*Action item*.
For the data below, restate word for word only the lines from the line containing "negative clicks: (274, 204)" through the line containing "box: [210, 203, 221, 216]", both ends included.

*Stored data*.
════════════════════

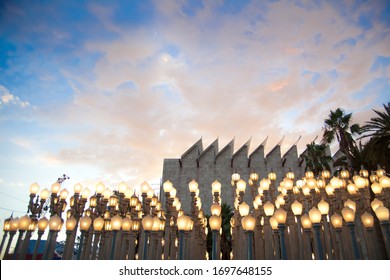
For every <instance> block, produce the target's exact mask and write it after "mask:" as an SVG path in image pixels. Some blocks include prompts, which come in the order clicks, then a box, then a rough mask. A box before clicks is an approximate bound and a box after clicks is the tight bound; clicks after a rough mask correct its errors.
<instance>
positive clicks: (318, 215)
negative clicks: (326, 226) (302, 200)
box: [309, 207, 321, 224]
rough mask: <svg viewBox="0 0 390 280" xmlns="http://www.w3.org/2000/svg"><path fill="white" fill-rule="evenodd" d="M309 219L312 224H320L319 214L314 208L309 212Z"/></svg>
mask: <svg viewBox="0 0 390 280" xmlns="http://www.w3.org/2000/svg"><path fill="white" fill-rule="evenodd" d="M309 218H310V220H311V222H312V223H313V224H319V223H320V222H321V212H320V210H318V209H317V208H316V207H313V208H311V209H310V211H309Z"/></svg>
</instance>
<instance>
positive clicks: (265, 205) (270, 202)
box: [263, 201, 275, 217]
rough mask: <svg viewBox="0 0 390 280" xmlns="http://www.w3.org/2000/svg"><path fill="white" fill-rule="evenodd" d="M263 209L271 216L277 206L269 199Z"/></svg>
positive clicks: (265, 213) (264, 211)
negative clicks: (274, 204)
mask: <svg viewBox="0 0 390 280" xmlns="http://www.w3.org/2000/svg"><path fill="white" fill-rule="evenodd" d="M263 209H264V213H265V215H267V216H268V217H271V216H272V215H273V214H274V211H275V206H274V205H273V204H272V203H271V202H269V201H267V202H266V203H265V204H264V206H263Z"/></svg>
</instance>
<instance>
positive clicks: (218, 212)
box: [210, 203, 221, 216]
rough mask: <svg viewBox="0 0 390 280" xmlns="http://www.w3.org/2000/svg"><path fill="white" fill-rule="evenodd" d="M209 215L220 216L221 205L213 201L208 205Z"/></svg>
mask: <svg viewBox="0 0 390 280" xmlns="http://www.w3.org/2000/svg"><path fill="white" fill-rule="evenodd" d="M210 210H211V215H216V216H220V215H221V205H219V204H218V203H213V204H212V205H211V207H210Z"/></svg>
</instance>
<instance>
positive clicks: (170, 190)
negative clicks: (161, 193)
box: [163, 180, 173, 193]
mask: <svg viewBox="0 0 390 280" xmlns="http://www.w3.org/2000/svg"><path fill="white" fill-rule="evenodd" d="M163 188H164V192H165V193H170V192H171V190H172V188H173V184H172V182H171V181H169V180H167V181H165V182H164V184H163Z"/></svg>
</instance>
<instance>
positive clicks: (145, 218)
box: [142, 214, 153, 260]
mask: <svg viewBox="0 0 390 280" xmlns="http://www.w3.org/2000/svg"><path fill="white" fill-rule="evenodd" d="M142 227H143V229H144V240H143V252H142V253H143V255H142V259H143V260H147V259H148V243H149V235H150V231H151V230H152V227H153V217H152V216H150V214H148V215H146V216H145V217H143V218H142Z"/></svg>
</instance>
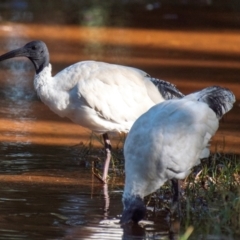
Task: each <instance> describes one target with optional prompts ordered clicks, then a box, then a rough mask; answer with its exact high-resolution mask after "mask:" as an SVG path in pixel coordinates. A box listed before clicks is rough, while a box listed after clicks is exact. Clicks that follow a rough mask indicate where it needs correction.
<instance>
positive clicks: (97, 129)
mask: <svg viewBox="0 0 240 240" xmlns="http://www.w3.org/2000/svg"><path fill="white" fill-rule="evenodd" d="M14 57H27V58H28V59H29V60H30V61H31V62H32V63H33V65H34V67H35V72H36V74H35V76H34V88H35V90H36V92H37V94H38V96H39V97H40V99H41V100H42V102H43V103H44V104H46V105H47V106H48V107H49V108H50V109H51V110H52V111H53V112H55V113H56V114H58V115H59V116H60V117H67V118H69V119H71V120H72V121H73V122H74V123H76V124H79V125H80V126H82V127H85V128H88V129H90V130H92V131H94V132H96V133H99V134H103V138H104V142H105V149H106V152H107V159H106V163H105V166H104V172H103V177H102V179H103V181H104V182H106V179H107V173H108V166H109V161H110V158H111V145H110V142H109V139H108V136H107V134H106V133H107V132H123V133H128V132H129V130H130V129H131V127H132V125H133V123H134V122H135V121H136V119H137V118H138V117H139V116H141V115H142V114H143V113H145V112H146V111H147V110H149V109H150V108H151V107H152V106H154V105H156V104H157V103H161V102H164V101H165V100H169V99H172V98H182V97H183V96H184V95H183V94H182V93H181V92H180V91H179V90H178V89H177V88H176V87H175V85H173V84H171V83H169V82H166V81H163V80H159V79H156V78H152V77H151V76H150V75H149V74H147V73H146V72H144V71H142V70H140V69H136V68H133V67H127V66H121V65H116V64H109V63H104V62H97V61H82V62H78V63H75V64H73V65H71V66H69V67H67V68H65V69H63V70H62V71H61V72H59V73H57V74H56V75H55V76H52V66H51V64H50V62H49V61H50V55H49V52H48V48H47V46H46V44H45V43H44V42H42V41H39V40H38V41H32V42H29V43H27V44H26V45H25V46H23V47H21V48H18V49H16V50H12V51H10V52H8V53H5V54H3V55H1V56H0V61H3V60H6V59H9V58H14Z"/></svg>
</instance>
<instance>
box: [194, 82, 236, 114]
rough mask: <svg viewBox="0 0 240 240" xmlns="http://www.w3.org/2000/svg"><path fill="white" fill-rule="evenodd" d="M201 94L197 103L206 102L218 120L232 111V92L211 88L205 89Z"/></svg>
mask: <svg viewBox="0 0 240 240" xmlns="http://www.w3.org/2000/svg"><path fill="white" fill-rule="evenodd" d="M203 93H204V94H203V95H202V96H201V97H200V98H199V101H204V102H206V103H207V104H208V106H209V107H210V108H211V109H212V110H213V111H214V112H215V113H216V115H217V117H218V118H219V119H220V118H221V117H222V116H223V115H224V114H225V113H227V112H228V111H230V110H231V109H232V107H233V104H234V102H235V101H236V99H235V96H234V94H233V92H232V91H231V90H229V89H228V88H224V87H219V86H211V87H208V88H205V89H204V90H203Z"/></svg>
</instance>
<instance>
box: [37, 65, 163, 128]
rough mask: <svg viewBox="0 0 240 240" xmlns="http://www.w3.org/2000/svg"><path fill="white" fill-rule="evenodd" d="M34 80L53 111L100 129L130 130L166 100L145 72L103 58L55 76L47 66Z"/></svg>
mask: <svg viewBox="0 0 240 240" xmlns="http://www.w3.org/2000/svg"><path fill="white" fill-rule="evenodd" d="M49 65H50V64H49ZM34 83H35V84H34V85H35V89H36V91H37V92H38V94H39V95H40V96H41V100H42V101H43V102H44V103H45V104H46V105H48V106H49V107H50V109H51V110H52V111H54V112H55V113H57V114H58V115H59V116H61V117H68V118H70V119H71V120H72V121H73V122H75V123H77V124H79V125H81V126H83V127H86V128H89V129H91V130H93V131H96V132H106V131H108V132H111V131H119V132H128V131H129V129H130V128H131V126H132V124H133V123H134V121H135V120H136V119H137V118H138V117H139V116H140V115H142V114H143V113H144V112H146V111H147V110H148V109H149V108H150V107H152V106H154V105H155V104H156V103H159V102H162V101H164V99H163V98H162V96H161V94H160V93H159V92H158V90H157V88H156V87H155V86H154V84H153V83H152V82H151V81H150V80H149V77H147V74H146V73H145V72H143V71H141V70H139V69H135V68H131V67H125V66H120V65H114V64H108V63H103V62H95V61H85V62H79V63H76V64H74V65H71V66H70V67H68V68H66V69H64V70H63V71H61V72H59V73H58V74H57V75H56V76H55V77H54V78H53V77H51V67H48V68H47V67H46V68H45V69H43V71H42V72H41V73H40V74H39V75H36V76H35V79H34ZM44 86H45V87H44ZM49 86H51V87H49ZM51 89H52V90H54V91H51Z"/></svg>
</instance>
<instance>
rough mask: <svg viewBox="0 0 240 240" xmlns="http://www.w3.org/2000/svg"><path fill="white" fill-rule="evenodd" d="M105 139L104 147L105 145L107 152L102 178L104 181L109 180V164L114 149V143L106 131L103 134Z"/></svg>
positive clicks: (105, 181)
mask: <svg viewBox="0 0 240 240" xmlns="http://www.w3.org/2000/svg"><path fill="white" fill-rule="evenodd" d="M103 141H104V147H105V152H106V159H105V163H104V167H103V176H102V180H103V182H104V183H106V182H107V177H108V169H109V164H110V161H111V155H112V154H111V151H112V145H111V142H110V140H109V138H108V134H107V133H104V134H103Z"/></svg>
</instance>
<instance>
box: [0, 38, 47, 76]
mask: <svg viewBox="0 0 240 240" xmlns="http://www.w3.org/2000/svg"><path fill="white" fill-rule="evenodd" d="M14 57H27V58H29V59H30V60H31V61H32V63H33V65H34V67H35V70H36V73H39V72H41V71H42V70H43V68H44V67H46V66H47V65H48V64H49V53H48V49H47V46H46V44H45V43H44V42H42V41H32V42H29V43H27V44H26V45H25V46H23V47H21V48H18V49H16V50H13V51H11V52H8V53H5V54H3V55H2V56H0V61H3V60H5V59H9V58H14Z"/></svg>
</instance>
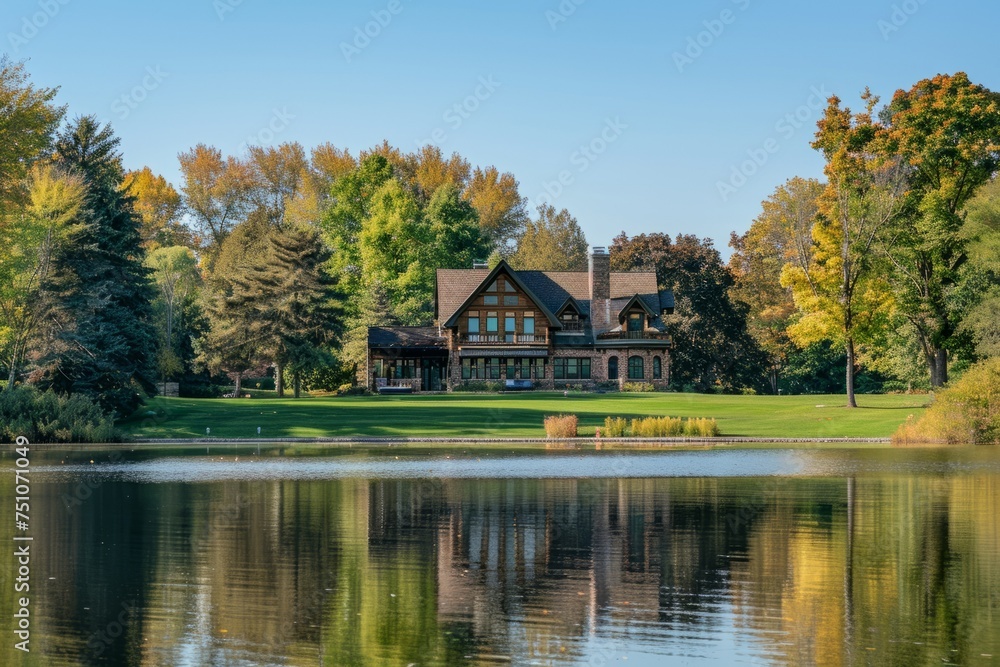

════════════════════

*Exercise answer*.
negative clicks: (274, 204)
mask: <svg viewBox="0 0 390 280" xmlns="http://www.w3.org/2000/svg"><path fill="white" fill-rule="evenodd" d="M263 209H264V213H265V215H267V216H268V217H271V216H272V215H273V214H274V211H275V206H274V205H273V204H272V203H271V202H269V201H267V202H266V203H265V204H264V206H263Z"/></svg>
</instance>
<instance>
positive clicks: (218, 212)
box: [210, 203, 221, 216]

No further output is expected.